DO THIS
Copy word for word the lines of the material below, from the line containing "indicate the grass, a point for each instance" through the line containing "column 11, row 287", including both of those lines.

# Start of SOURCE DATA

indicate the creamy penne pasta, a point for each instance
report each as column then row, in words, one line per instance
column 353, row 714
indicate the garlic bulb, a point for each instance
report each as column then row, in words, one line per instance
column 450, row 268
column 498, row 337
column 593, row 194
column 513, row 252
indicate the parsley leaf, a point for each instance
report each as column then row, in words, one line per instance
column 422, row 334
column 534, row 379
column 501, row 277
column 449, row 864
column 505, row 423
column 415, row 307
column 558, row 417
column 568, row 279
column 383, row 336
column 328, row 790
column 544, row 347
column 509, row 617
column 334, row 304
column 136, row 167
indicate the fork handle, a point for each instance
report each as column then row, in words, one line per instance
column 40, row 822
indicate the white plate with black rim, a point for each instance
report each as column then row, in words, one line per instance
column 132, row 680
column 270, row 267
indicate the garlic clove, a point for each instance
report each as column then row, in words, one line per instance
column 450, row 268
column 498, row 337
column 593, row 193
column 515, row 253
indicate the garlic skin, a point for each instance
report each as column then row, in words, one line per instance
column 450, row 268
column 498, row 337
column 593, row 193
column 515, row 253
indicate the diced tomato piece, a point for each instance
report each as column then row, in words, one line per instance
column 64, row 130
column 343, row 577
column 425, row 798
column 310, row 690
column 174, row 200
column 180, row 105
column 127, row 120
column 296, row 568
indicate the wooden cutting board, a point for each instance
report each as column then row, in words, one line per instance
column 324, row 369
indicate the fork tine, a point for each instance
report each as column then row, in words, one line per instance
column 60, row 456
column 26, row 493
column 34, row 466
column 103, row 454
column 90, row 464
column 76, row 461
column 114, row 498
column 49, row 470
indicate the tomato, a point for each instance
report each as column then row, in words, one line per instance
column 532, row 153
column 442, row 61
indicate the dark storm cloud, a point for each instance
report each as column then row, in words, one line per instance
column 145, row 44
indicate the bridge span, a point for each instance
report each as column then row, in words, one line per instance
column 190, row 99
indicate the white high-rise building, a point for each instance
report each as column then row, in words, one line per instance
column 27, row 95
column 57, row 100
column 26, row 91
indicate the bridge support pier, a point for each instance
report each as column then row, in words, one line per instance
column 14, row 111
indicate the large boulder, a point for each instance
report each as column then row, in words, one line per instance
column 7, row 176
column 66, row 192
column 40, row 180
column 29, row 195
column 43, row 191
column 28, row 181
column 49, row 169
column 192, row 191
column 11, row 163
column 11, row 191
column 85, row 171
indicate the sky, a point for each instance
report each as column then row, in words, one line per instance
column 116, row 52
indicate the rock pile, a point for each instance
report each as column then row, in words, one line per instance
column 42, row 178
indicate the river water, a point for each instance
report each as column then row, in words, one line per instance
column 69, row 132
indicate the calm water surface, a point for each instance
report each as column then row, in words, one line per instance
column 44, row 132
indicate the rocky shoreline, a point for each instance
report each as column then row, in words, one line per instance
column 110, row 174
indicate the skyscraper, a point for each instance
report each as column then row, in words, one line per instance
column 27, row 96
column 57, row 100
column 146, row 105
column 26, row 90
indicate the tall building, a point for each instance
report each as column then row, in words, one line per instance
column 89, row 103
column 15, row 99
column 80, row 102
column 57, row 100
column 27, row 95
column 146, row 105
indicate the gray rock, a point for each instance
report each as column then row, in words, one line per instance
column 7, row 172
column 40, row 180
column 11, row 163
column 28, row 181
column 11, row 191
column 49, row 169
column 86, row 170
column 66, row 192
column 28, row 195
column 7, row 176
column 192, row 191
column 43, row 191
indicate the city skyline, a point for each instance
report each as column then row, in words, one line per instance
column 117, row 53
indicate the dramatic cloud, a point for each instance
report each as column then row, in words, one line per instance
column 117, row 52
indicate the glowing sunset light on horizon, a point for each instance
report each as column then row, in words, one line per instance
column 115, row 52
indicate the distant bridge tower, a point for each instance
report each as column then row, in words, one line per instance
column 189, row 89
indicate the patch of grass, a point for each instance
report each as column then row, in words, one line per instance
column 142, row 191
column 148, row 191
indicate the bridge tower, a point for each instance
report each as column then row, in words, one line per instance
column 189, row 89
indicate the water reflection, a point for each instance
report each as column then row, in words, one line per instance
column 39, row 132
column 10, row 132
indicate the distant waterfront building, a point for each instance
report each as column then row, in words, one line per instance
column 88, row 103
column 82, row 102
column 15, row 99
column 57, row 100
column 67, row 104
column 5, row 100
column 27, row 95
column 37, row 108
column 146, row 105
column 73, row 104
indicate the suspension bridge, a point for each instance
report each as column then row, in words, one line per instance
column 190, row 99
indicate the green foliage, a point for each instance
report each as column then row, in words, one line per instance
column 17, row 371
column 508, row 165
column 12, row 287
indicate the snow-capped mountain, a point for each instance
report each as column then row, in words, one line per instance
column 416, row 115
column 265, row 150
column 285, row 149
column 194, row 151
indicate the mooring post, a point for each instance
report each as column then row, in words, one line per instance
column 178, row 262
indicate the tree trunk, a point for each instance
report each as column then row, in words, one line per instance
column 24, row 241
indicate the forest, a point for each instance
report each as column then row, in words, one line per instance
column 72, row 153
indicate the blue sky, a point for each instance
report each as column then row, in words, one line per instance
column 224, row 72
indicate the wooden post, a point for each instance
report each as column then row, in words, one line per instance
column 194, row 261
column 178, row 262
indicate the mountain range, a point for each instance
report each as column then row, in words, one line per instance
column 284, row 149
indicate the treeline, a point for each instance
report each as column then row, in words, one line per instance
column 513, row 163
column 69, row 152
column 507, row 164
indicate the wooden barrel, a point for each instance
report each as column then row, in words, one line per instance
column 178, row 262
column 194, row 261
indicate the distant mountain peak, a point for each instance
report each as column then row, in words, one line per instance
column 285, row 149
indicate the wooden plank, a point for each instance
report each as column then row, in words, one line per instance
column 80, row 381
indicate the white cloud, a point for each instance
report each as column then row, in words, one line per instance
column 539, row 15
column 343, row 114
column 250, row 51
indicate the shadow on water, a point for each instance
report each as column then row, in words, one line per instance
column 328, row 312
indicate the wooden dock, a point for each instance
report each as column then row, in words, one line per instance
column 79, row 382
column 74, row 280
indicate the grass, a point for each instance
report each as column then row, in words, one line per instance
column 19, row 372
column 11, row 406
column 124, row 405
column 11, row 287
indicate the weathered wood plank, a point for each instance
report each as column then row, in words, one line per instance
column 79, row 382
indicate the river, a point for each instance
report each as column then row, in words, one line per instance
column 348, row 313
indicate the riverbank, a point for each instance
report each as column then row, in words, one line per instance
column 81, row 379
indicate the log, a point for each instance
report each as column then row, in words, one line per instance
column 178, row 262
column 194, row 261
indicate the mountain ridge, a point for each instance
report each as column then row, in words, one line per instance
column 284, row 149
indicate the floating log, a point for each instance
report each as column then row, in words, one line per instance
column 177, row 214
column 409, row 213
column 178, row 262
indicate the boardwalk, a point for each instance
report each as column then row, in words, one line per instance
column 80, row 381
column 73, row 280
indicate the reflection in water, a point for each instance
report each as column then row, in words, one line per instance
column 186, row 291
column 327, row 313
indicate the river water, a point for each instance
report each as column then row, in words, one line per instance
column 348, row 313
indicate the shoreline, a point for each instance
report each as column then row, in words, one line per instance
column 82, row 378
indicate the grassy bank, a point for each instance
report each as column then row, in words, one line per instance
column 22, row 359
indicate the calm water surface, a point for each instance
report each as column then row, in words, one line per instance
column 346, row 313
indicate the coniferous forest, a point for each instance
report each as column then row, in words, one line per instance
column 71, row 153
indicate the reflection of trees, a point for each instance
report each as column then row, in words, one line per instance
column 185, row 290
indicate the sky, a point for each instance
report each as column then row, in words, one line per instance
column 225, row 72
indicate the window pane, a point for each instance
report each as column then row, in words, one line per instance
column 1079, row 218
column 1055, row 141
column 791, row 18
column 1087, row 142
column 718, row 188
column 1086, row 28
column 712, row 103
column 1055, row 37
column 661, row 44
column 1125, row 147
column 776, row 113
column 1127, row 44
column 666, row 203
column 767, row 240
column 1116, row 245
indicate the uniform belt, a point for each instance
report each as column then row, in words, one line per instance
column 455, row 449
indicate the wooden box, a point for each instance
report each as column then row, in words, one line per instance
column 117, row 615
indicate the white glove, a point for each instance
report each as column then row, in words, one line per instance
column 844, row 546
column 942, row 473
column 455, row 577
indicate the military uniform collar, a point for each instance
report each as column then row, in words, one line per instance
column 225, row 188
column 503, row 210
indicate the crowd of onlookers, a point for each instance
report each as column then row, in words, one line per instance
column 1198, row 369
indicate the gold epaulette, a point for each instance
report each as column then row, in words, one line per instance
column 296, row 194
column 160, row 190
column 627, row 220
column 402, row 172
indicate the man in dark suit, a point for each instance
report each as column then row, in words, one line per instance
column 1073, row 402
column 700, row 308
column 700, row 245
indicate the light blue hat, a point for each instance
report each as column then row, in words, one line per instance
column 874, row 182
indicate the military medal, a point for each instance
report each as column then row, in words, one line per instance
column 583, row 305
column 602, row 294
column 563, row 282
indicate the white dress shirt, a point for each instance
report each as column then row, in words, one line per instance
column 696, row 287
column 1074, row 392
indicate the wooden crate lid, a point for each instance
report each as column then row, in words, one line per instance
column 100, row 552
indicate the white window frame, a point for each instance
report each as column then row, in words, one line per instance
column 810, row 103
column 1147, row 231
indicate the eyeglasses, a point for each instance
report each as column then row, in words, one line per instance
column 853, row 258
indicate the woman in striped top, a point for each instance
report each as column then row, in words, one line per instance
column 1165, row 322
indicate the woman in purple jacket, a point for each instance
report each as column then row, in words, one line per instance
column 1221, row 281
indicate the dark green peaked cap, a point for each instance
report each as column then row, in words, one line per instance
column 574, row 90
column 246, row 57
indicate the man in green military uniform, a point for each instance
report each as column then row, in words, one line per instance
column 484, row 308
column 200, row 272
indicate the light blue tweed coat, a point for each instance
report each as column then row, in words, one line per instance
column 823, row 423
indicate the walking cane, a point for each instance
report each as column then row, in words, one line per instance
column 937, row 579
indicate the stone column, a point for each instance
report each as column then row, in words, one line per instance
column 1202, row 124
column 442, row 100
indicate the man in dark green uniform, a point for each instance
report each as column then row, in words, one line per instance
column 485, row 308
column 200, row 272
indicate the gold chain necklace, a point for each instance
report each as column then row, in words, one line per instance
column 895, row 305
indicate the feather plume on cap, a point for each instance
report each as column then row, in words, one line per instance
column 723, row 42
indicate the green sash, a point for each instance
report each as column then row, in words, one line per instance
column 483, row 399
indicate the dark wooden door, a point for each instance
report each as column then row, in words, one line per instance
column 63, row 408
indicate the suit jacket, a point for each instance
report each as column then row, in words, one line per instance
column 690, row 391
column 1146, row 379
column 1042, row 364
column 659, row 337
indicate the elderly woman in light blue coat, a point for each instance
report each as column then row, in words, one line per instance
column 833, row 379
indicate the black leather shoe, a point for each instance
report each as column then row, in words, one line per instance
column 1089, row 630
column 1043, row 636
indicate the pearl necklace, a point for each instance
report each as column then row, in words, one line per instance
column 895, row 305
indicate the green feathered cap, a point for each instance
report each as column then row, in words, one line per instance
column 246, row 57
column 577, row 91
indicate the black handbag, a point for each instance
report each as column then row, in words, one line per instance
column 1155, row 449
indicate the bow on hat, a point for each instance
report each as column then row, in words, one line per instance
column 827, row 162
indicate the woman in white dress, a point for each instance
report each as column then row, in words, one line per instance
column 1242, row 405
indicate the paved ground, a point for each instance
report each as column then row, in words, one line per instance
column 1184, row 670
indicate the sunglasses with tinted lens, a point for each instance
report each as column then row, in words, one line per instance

# End of SOURCE DATA

SOLUTION FOR THIS EXERCISE
indicate the grass, a point for each instance
report each as column then row, in words, one line per instance
column 19, row 372
column 11, row 406
column 124, row 405
column 11, row 287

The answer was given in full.